Aim of the exercise: Reproduce the entries from the line with "query: pavement" to the line with "0,365 -> 800,572", swapping "louvered shutter" for "window shutter" and leaving everything else unchanged.

Excerpts from a detection dataset:
┄┄┄┄┄┄┄┄┄┄┄┄┄┄┄┄┄┄┄┄

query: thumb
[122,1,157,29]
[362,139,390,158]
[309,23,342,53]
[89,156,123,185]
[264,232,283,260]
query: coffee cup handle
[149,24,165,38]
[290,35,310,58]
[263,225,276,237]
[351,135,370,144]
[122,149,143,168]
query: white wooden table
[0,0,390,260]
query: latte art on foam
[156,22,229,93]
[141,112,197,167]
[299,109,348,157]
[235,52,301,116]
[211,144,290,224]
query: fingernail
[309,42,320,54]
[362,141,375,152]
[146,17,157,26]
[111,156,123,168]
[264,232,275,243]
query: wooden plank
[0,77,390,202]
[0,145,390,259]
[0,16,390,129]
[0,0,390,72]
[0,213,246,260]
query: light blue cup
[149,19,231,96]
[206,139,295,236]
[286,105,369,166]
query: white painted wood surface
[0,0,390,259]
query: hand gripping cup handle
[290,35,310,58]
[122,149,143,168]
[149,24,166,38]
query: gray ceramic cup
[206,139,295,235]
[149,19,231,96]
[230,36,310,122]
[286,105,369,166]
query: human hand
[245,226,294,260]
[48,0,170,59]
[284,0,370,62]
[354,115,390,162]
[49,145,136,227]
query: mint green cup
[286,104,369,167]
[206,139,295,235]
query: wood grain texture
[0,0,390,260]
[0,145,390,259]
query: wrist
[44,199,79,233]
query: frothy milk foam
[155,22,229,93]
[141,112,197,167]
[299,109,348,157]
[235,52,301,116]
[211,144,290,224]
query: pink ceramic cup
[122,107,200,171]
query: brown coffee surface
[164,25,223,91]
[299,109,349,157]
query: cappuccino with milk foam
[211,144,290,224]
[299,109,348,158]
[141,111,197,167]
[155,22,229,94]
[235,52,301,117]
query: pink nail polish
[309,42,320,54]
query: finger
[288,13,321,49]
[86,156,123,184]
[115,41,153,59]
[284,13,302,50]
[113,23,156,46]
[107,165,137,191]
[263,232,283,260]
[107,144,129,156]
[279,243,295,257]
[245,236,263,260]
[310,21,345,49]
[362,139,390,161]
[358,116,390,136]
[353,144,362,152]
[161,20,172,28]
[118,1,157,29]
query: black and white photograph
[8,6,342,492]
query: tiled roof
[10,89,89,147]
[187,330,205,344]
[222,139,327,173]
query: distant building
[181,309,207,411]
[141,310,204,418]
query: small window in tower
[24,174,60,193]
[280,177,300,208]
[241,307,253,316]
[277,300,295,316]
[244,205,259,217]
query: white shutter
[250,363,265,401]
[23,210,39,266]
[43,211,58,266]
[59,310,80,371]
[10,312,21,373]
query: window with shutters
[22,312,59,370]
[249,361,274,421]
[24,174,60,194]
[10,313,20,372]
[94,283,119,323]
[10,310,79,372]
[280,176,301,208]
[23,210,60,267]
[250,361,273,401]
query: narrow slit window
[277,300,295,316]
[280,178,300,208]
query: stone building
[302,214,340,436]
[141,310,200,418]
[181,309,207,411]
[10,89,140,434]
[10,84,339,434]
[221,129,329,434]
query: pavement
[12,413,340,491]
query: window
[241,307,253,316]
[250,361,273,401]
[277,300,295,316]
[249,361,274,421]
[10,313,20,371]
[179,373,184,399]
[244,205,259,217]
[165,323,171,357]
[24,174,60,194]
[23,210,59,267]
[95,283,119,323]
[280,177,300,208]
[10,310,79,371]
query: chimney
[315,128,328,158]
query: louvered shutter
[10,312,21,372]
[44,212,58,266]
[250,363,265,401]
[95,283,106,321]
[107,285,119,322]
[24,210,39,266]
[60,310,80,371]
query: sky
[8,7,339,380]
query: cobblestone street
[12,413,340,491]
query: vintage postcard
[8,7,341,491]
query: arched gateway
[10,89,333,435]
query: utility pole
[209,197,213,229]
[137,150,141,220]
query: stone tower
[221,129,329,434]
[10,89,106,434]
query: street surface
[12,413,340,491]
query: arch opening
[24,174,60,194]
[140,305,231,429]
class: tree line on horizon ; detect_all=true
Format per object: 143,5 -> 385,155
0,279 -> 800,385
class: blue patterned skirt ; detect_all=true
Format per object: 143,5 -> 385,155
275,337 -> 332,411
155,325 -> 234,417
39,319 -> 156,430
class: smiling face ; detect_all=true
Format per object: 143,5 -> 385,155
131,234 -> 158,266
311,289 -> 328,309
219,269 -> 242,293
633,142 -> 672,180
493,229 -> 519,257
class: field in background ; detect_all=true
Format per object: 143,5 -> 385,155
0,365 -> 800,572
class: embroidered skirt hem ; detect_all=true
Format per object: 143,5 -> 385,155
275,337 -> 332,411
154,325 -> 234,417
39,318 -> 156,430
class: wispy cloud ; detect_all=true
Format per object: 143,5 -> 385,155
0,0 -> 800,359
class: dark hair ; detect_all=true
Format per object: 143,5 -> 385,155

┄┄┄┄┄┄┄┄┄┄┄┄┄┄┄┄┄┄┄┄

Answer to the task:
query: pavement
[12,413,340,491]
query: window
[241,307,253,316]
[250,361,273,401]
[277,300,295,316]
[249,361,274,421]
[10,313,20,371]
[179,373,184,399]
[244,205,259,217]
[165,323,171,357]
[24,174,60,194]
[23,210,59,267]
[95,283,119,323]
[280,177,300,208]
[10,310,79,371]
query: chimney
[315,128,328,158]
query: window shutter
[10,312,21,372]
[44,212,58,266]
[250,363,265,401]
[95,283,106,321]
[107,285,119,322]
[24,210,39,266]
[60,310,80,371]
query: sky
[8,7,339,380]
query: cobblestone street
[12,413,340,491]
query: vintage postcard
[8,7,341,491]
query: arched gateway
[10,89,333,435]
query: utility pole
[209,197,213,229]
[137,150,141,220]
query: stone tower
[221,129,329,434]
[10,89,106,434]
query: street surface
[12,413,340,491]
query: arch opening
[24,174,60,194]
[140,305,231,429]
class: tree line on horizon ; detect_all=true
Format per object: 143,5 -> 385,155
0,279 -> 800,385
class: blue patterned skirt ; detect_all=true
Format per object: 143,5 -> 385,155
275,337 -> 332,411
155,325 -> 234,417
39,319 -> 156,430
class: smiling face ; detect_all=true
Format per object: 143,5 -> 385,155
131,234 -> 158,266
311,289 -> 328,309
219,269 -> 242,293
633,142 -> 672,180
493,229 -> 519,257
class: field in background ; detect_all=true
Format per object: 143,5 -> 385,155
0,365 -> 800,572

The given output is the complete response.